#### EXTRACTED INFORMATION:

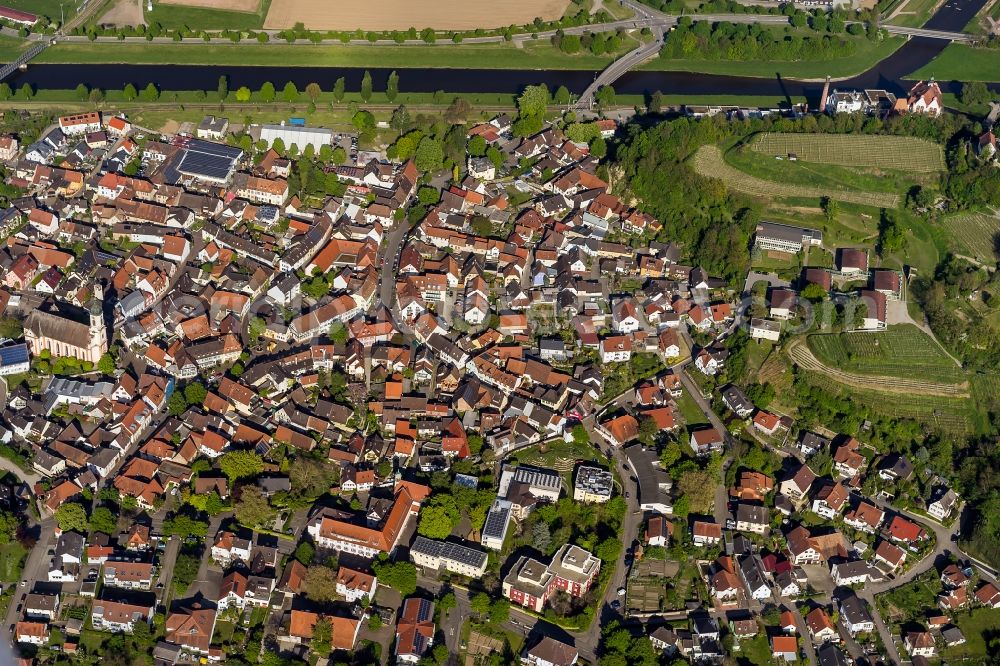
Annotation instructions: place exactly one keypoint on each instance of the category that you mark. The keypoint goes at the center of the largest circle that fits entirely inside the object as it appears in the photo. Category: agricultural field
(900, 351)
(976, 625)
(209, 14)
(49, 8)
(974, 235)
(710, 162)
(959, 62)
(951, 415)
(900, 153)
(406, 14)
(824, 176)
(912, 13)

#### WHAT YOU SHOULD DO:
Can you render the items above as a two-column CSV with the headers task_text and answer, one row per item? Put each item's text and its answer in a single quoted field each, with line breaks replaced by spaces, and leave the pictures out.

#### RESULT FOR THIS TASK:
task_text,answer
"Annotation instructions: place exactly one keypoint on each instance of the category that you mark. The keypoint goes at the center of the largest circle that fits entirely inside the object as it appears in the photo. Category: agricultural field","(900, 351) (976, 625) (209, 14) (49, 8) (974, 235) (710, 162) (959, 62) (951, 415) (900, 153) (406, 14) (824, 176) (912, 13)"